━━━ Material to process

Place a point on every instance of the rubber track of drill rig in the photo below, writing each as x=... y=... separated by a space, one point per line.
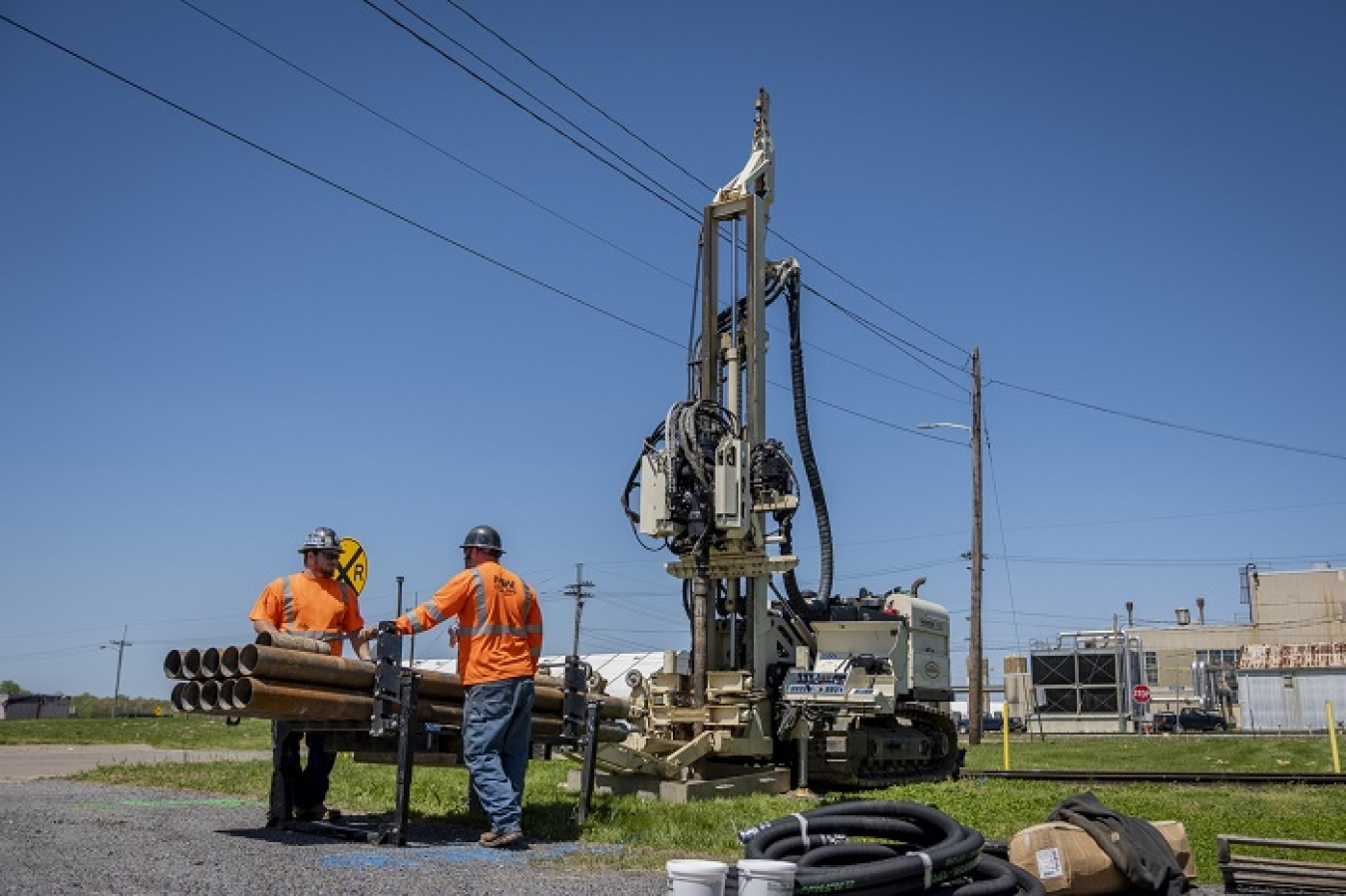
x=939 y=730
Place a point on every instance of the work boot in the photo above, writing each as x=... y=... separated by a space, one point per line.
x=501 y=838
x=318 y=812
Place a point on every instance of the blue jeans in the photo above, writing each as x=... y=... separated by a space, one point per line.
x=497 y=722
x=308 y=783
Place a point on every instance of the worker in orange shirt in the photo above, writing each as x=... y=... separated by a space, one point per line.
x=500 y=639
x=311 y=604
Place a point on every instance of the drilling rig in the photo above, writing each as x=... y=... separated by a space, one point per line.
x=831 y=691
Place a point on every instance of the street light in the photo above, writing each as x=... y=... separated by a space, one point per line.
x=975 y=691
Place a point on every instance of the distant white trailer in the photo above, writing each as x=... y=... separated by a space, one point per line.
x=1289 y=699
x=612 y=668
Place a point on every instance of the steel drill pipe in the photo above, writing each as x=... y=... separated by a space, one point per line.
x=352 y=677
x=190 y=696
x=291 y=665
x=335 y=672
x=208 y=692
x=172 y=665
x=210 y=662
x=291 y=700
x=292 y=642
x=191 y=662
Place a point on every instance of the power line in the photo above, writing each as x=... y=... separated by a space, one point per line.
x=431 y=145
x=1155 y=422
x=339 y=187
x=580 y=97
x=699 y=180
x=670 y=202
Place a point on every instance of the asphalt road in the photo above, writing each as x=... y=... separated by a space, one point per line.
x=69 y=837
x=29 y=761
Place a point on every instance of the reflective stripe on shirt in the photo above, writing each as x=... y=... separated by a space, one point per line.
x=292 y=615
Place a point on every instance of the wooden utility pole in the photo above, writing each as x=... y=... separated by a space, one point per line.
x=116 y=688
x=576 y=591
x=975 y=689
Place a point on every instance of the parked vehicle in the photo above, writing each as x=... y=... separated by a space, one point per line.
x=1190 y=719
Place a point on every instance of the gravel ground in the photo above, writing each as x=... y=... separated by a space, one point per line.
x=68 y=837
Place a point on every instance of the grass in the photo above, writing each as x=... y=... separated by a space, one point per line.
x=168 y=732
x=643 y=829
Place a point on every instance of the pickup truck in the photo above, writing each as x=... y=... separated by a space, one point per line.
x=1190 y=719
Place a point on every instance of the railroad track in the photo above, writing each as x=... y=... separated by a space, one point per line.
x=1250 y=779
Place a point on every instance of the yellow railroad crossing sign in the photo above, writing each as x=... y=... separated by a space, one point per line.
x=353 y=566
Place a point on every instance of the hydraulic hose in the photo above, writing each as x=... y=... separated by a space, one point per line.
x=907 y=848
x=811 y=465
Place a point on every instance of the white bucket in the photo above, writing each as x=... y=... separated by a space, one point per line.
x=765 y=877
x=696 y=877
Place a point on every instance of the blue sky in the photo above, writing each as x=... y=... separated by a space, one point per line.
x=406 y=306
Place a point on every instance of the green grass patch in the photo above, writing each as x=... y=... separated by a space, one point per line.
x=999 y=808
x=173 y=731
x=645 y=830
x=1179 y=752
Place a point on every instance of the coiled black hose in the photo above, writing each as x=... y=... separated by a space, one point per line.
x=908 y=848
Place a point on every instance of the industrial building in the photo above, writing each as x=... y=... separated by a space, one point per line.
x=1277 y=672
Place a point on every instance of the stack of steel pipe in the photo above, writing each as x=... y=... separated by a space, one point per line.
x=269 y=681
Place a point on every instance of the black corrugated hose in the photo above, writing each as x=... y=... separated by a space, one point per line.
x=907 y=848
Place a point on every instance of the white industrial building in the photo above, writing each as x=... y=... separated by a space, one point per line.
x=1277 y=672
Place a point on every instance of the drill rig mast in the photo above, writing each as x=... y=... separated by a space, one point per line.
x=768 y=683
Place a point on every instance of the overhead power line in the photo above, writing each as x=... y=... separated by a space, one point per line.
x=339 y=187
x=1155 y=422
x=695 y=177
x=580 y=97
x=431 y=145
x=657 y=190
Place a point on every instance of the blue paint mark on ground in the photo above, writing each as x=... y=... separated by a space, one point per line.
x=457 y=854
x=227 y=802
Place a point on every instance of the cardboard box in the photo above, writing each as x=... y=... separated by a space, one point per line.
x=1066 y=858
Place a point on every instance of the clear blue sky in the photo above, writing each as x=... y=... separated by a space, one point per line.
x=1138 y=211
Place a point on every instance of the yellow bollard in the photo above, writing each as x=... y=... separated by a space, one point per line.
x=1331 y=739
x=1004 y=737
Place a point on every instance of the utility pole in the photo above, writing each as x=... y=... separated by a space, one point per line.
x=975 y=691
x=576 y=591
x=116 y=688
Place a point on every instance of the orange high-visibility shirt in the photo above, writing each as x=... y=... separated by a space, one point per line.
x=310 y=607
x=500 y=631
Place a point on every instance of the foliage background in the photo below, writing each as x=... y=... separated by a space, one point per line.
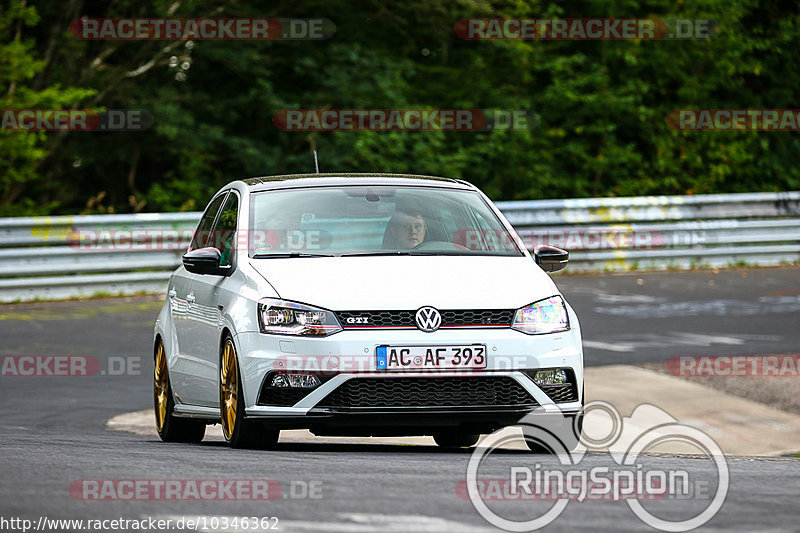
x=601 y=104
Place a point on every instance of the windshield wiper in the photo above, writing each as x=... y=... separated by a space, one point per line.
x=289 y=254
x=364 y=254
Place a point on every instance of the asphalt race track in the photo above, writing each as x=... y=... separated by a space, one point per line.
x=54 y=435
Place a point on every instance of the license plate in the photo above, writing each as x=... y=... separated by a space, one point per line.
x=472 y=356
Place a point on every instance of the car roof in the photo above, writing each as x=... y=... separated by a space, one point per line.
x=351 y=178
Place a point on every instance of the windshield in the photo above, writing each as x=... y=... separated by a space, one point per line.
x=380 y=220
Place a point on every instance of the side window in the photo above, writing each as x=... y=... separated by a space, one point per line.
x=202 y=236
x=225 y=230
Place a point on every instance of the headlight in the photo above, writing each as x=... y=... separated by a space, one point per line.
x=290 y=318
x=545 y=316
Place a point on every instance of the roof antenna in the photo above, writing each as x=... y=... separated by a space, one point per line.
x=311 y=142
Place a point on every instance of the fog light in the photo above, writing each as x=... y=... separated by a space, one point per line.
x=303 y=381
x=550 y=377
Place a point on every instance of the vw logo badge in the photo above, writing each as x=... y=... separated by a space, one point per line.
x=428 y=319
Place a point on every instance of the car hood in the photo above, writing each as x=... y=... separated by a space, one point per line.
x=408 y=282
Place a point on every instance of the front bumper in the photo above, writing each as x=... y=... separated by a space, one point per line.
x=351 y=354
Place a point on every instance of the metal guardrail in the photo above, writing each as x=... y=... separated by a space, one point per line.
x=39 y=257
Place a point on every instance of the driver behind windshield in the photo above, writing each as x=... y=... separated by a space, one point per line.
x=405 y=230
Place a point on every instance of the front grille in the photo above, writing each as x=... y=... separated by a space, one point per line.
x=405 y=319
x=481 y=391
x=283 y=396
x=561 y=393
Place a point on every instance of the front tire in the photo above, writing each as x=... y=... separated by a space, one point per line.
x=565 y=436
x=171 y=428
x=239 y=432
x=456 y=440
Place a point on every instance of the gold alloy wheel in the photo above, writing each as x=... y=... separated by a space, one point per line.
x=229 y=389
x=160 y=387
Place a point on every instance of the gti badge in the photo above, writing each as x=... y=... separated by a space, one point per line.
x=428 y=319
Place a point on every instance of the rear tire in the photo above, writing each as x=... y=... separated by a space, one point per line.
x=239 y=432
x=456 y=440
x=171 y=428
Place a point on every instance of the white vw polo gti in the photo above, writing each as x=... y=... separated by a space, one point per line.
x=362 y=304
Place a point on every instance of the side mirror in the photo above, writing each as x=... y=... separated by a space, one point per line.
x=204 y=261
x=550 y=258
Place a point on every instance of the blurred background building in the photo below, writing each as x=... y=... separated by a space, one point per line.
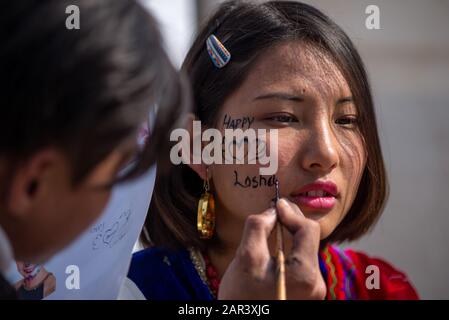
x=408 y=64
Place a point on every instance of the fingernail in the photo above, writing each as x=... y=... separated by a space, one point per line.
x=283 y=202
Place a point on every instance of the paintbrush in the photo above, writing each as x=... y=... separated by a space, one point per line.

━━━━━━

Arrange all the items above as a Markdown table with two columns, Row and Line text, giving each line its own numbered row and skipping blank lines. Leave out the pictures.

▶ [Solution for this task]
| Row | Line text |
|---|---|
| 1 | Place a point on every instance of the rubber track of drill rig in the photo below, writing each as x=... y=... separated by a space, one point per line. |
| 2 | x=939 y=730 |
| 3 | Place a point on every instance of the work boot in the photo above, writing each as x=... y=... separated by a space, one point per line. |
| 4 | x=501 y=838 |
| 5 | x=318 y=812 |
| 6 | Place a point on every instance of the blue jeans in the photo above, writing each as x=... y=... separated by a space, one point per line. |
| 7 | x=497 y=722 |
| 8 | x=308 y=783 |
| 9 | Place a point on every instance of the worker in orange shirt in the photo above, writing each as x=... y=... separated by a space, one point per line. |
| 10 | x=500 y=639 |
| 11 | x=311 y=604 |
| 12 | Place a point on every instance of the drilling rig in the photo above, writing each as x=... y=... separated by a space, one point per line. |
| 13 | x=831 y=691 |
| 14 | Place a point on every instance of the street light in the photo above, writing each as x=... y=... separated by a space, one point per line. |
| 15 | x=975 y=691 |
| 16 | Place a point on every instance of the distant white trailer in the photo above, writing each as x=... y=... separated by a space, one point per line. |
| 17 | x=1289 y=699 |
| 18 | x=612 y=668 |
| 19 | Place a point on every instance of the steel drill pipe in the photo above, writing each as x=... y=... separated by a space, one point per line. |
| 20 | x=352 y=677 |
| 21 | x=190 y=696 |
| 22 | x=291 y=665 |
| 23 | x=335 y=672 |
| 24 | x=208 y=692 |
| 25 | x=172 y=665 |
| 26 | x=210 y=662 |
| 27 | x=291 y=700 |
| 28 | x=292 y=642 |
| 29 | x=191 y=662 |
| 30 | Place a point on every instance of the power line in the photo above, writing each as x=... y=... separated by a space, one point per line. |
| 31 | x=431 y=145 |
| 32 | x=1155 y=422 |
| 33 | x=339 y=187 |
| 34 | x=580 y=97 |
| 35 | x=699 y=180 |
| 36 | x=670 y=202 |
| 37 | Place a point on every instance of the asphalt road in the photo above, writing each as x=... y=... separated by a space, one point per line. |
| 38 | x=69 y=837 |
| 39 | x=29 y=761 |
| 40 | Place a point on every instance of the reflective stripe on shirt in the photo above, writing each as x=... y=... separated by a space, one point per line. |
| 41 | x=292 y=615 |
| 42 | Place a point on every instance of the wooden utility pole in the photo above, writing each as x=... y=... separated by a space, one point per line. |
| 43 | x=116 y=688 |
| 44 | x=576 y=591 |
| 45 | x=975 y=689 |
| 46 | Place a point on every instance of the parked vehicle in the photo above, writing each as x=... y=... separated by a space, one point per line. |
| 47 | x=1190 y=719 |
| 48 | Place a point on every instance of the gravel ground in the photo above, writing each as x=... y=... separated by a space, one point per line. |
| 49 | x=68 y=837 |
| 50 | Place a point on every instance of the grass in the photo above, writing each as x=... y=... separated by a space, one point per line. |
| 51 | x=168 y=732 |
| 52 | x=643 y=829 |
| 53 | Place a point on every instance of the pickup truck in the photo above, writing each as x=... y=... separated by a space, one point per line. |
| 54 | x=1190 y=719 |
| 55 | Place a point on every instance of the railroad track in the photo above, writing each as x=... y=... separated by a space, one point per line. |
| 56 | x=1250 y=779 |
| 57 | Place a point on every instance of the yellow railroad crossing sign in the photo above, writing each as x=... y=... separated by a space, one point per line. |
| 58 | x=353 y=566 |
| 59 | Place a point on every instance of the hydraulic hose in the photo above, writing each as x=... y=... separated by a space, one point per line. |
| 60 | x=907 y=848 |
| 61 | x=811 y=465 |
| 62 | Place a point on every instance of the white bucket in the photo above, writing each as x=... y=... separated by a space, one point per line. |
| 63 | x=765 y=877 |
| 64 | x=696 y=877 |
| 65 | Place a point on every instance of the blue sky in the photo above, writing each as x=... y=... separated by a space, one point per line. |
| 66 | x=406 y=306 |
| 67 | Place a point on every instance of the green grass patch in the photo above, writing each as x=... y=... separated by a space, one point per line. |
| 68 | x=999 y=808 |
| 69 | x=173 y=731 |
| 70 | x=645 y=830 |
| 71 | x=1179 y=752 |
| 72 | Place a point on every instance of the coiled black hose in the photo above, writing each as x=... y=... separated by a space, one point per line. |
| 73 | x=908 y=848 |
| 74 | Place a point on every instance of the industrial building in the photo above, writing each as x=... y=... separated by a space, one point per line. |
| 75 | x=1277 y=672 |
| 76 | Place a point on every instance of the stack of steel pipe in the photo above, writing each as x=... y=... separated by a space, one point per line. |
| 77 | x=269 y=681 |
| 78 | Place a point on every instance of the black corrugated hose in the photo above, writing each as x=... y=... separated by a space, one point per line. |
| 79 | x=907 y=848 |
| 80 | Place a point on every instance of the white industrial building in the photo above, writing each as x=... y=... separated by a space, one point per line. |
| 81 | x=1277 y=672 |
| 82 | Place a point on every instance of the drill rig mast in the photo above, writing each as x=... y=... separated by a space, one point per line. |
| 83 | x=768 y=683 |
| 84 | Place a point on every instance of the overhead power line in the photo above, writing each as x=... y=... separated by a space, one point per line. |
| 85 | x=339 y=187 |
| 86 | x=1155 y=422 |
| 87 | x=695 y=177 |
| 88 | x=580 y=97 |
| 89 | x=431 y=145 |
| 90 | x=657 y=190 |
| 91 | Place a point on every instance of the blue paint mark on ground in the photo above, writing each as x=... y=... separated by a space, one point per line. |
| 92 | x=457 y=854 |
| 93 | x=227 y=802 |
| 94 | Place a point on every instance of the cardboard box in the photo above, writing each as x=... y=... separated by a space, one point per line. |
| 95 | x=1066 y=858 |
| 96 | Place a point on every instance of the clear blue sky in the photo above, writing each as x=... y=... separated by a space, one point per line. |
| 97 | x=1138 y=211 |
| 98 | Place a point on every instance of the yellow bollard in the photo above, writing each as x=... y=... separated by a space, one point per line. |
| 99 | x=1331 y=739 |
| 100 | x=1004 y=737 |
| 101 | Place a point on every instance of the utility pole in the photo above, writing each as x=... y=... separated by a space, one point per line. |
| 102 | x=975 y=691 |
| 103 | x=576 y=591 |
| 104 | x=116 y=688 |
| 105 | Place a point on every instance of the orange high-visibility shirt in the photo above, writing each as x=... y=... separated by a space, one point per line. |
| 106 | x=310 y=607 |
| 107 | x=500 y=631 |
| 108 | Place a point on every instance of the foliage background in the photo below, writing each as x=... y=... separated by a space, one point per line. |
| 109 | x=601 y=104 |
| 110 | Place a point on every instance of the windshield wiper in the photo above, writing each as x=... y=... separated by a space, one point per line. |
| 111 | x=289 y=254 |
| 112 | x=364 y=254 |
| 113 | Place a point on every instance of the asphalt race track in the photo above, writing each as x=... y=... separated by a space, one point per line. |
| 114 | x=54 y=435 |
| 115 | Place a point on every instance of the license plate in the photo above, writing each as x=... y=... separated by a space, one point per line. |
| 116 | x=472 y=356 |
| 117 | Place a point on every instance of the car roof in the photo above, writing each as x=... y=... separated by a space, one point per line. |
| 118 | x=351 y=178 |
| 119 | Place a point on every instance of the windshield in the photo above, writing each as x=... y=... separated by a space, one point per line. |
| 120 | x=380 y=220 |
| 121 | Place a point on every instance of the side window in the photo above, writing each as x=... y=... separated by a space, one point per line. |
| 122 | x=202 y=236 |
| 123 | x=225 y=230 |
| 124 | Place a point on every instance of the headlight in the photo above, writing each as x=... y=... separated by a space, one point per line. |
| 125 | x=290 y=318 |
| 126 | x=545 y=316 |
| 127 | Place a point on every instance of the roof antenna in the photo above, writing each as x=... y=... separated by a space, one point per line. |
| 128 | x=311 y=142 |
| 129 | Place a point on every instance of the fog light in the photo above, writing each as x=... y=... separated by a space, one point per line. |
| 130 | x=303 y=381 |
| 131 | x=550 y=377 |
| 132 | Place a point on every instance of the vw logo badge in the photo above, writing each as x=... y=... separated by a space, one point per line. |
| 133 | x=428 y=319 |
| 134 | Place a point on every instance of the car hood in the photo above, writing each as x=... y=... separated by a space, one point per line. |
| 135 | x=408 y=282 |
| 136 | Place a point on every instance of the front bumper in the photo above, writing each as x=... y=... separated by a space, one point per line. |
| 137 | x=351 y=354 |
| 138 | Place a point on every instance of the metal guardrail in the photo above, writing each as x=... y=... separated by a space, one point per line. |
| 139 | x=39 y=257 |
| 140 | Place a point on every instance of the driver behind windshield in the photo above, writing each as x=... y=... separated by a space, one point per line. |
| 141 | x=405 y=230 |
| 142 | Place a point on every instance of the front grille in the photo above, writing each as x=... y=... separated by a space, one point per line. |
| 143 | x=405 y=319 |
| 144 | x=481 y=391 |
| 145 | x=283 y=396 |
| 146 | x=561 y=393 |
| 147 | Place a point on every instance of the front tire in the photo above, writing each as x=... y=... separated by a space, one point per line. |
| 148 | x=565 y=436 |
| 149 | x=171 y=428 |
| 150 | x=239 y=432 |
| 151 | x=456 y=440 |
| 152 | Place a point on every instance of the gold alloy wheel in the photo above, writing each as x=... y=... separated by a space, one point per line. |
| 153 | x=229 y=389 |
| 154 | x=160 y=387 |
| 155 | Place a point on every instance of the gti badge in the photo above, writing each as x=... y=... separated by a space, one point per line. |
| 156 | x=428 y=319 |
| 157 | Place a point on every instance of the rear tire in the photo above, writing each as x=... y=... separated by a space, one point per line. |
| 158 | x=239 y=432 |
| 159 | x=456 y=440 |
| 160 | x=171 y=428 |
| 161 | Place a point on every instance of the white vw polo gti in the photo above, writing each as x=... y=... separated by a space, one point per line. |
| 162 | x=362 y=304 |
| 163 | Place a point on every instance of the side mirror in the photo above, writing each as x=... y=... separated by a space, one point per line. |
| 164 | x=204 y=261 |
| 165 | x=550 y=258 |
| 166 | Place a point on every instance of the blurred background building in the photo below, writing each as x=... y=... separated by a space, one point per line. |
| 167 | x=408 y=64 |
| 168 | Place a point on every instance of the fingernail in the photo above, writing each as x=... y=... separated by a space, one point per line. |
| 169 | x=283 y=202 |
| 170 | Place a point on every instance of the paintbrush in the photo above, writing each as x=... y=... separated by a space, one point per line. |